Stated goal ▸
Put every line of the records below into a numbered list, skipping any blank lines. Leave the pictures out of your answer.

Given data ▸

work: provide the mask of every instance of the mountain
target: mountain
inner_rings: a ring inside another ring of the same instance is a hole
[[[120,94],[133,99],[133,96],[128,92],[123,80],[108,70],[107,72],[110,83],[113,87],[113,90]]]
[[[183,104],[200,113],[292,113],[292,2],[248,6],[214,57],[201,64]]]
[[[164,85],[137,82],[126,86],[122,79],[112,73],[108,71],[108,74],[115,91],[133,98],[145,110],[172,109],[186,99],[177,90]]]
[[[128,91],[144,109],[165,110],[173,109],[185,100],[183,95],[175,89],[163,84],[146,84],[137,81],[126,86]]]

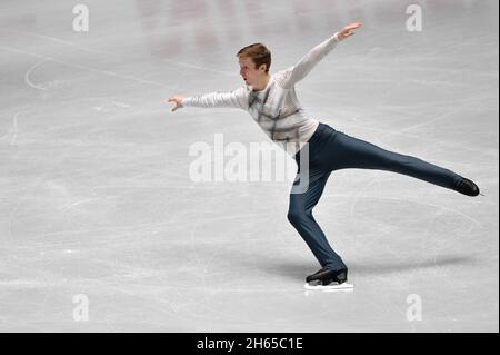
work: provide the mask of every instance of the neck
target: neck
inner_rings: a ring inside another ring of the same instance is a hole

Reply ▸
1. work: provide the mask of every instance of the mountain
2. target: mountain
3. inner_rings: a ring inside another ring of the same instance is a hole
4. [[[120,94],[133,99],[133,96],[128,92],[123,80],[108,70],[107,72],[110,83],[113,87],[113,90]]]
5. [[[183,104],[200,113],[292,113],[292,2],[248,6],[214,57],[201,64]]]
6. [[[164,85],[137,82],[126,86],[122,79],[112,73],[108,71],[108,74],[115,91],[133,98],[145,110],[172,109],[186,99],[177,90]]]
7. [[[128,91],[144,109],[165,110],[173,109],[185,100],[183,95],[175,89],[163,84],[146,84],[137,81],[126,86]]]
8. work: provide the mask of every instance of the neck
9. target: neck
10. inner_rings: a ring inside another ring of the same instance is a hole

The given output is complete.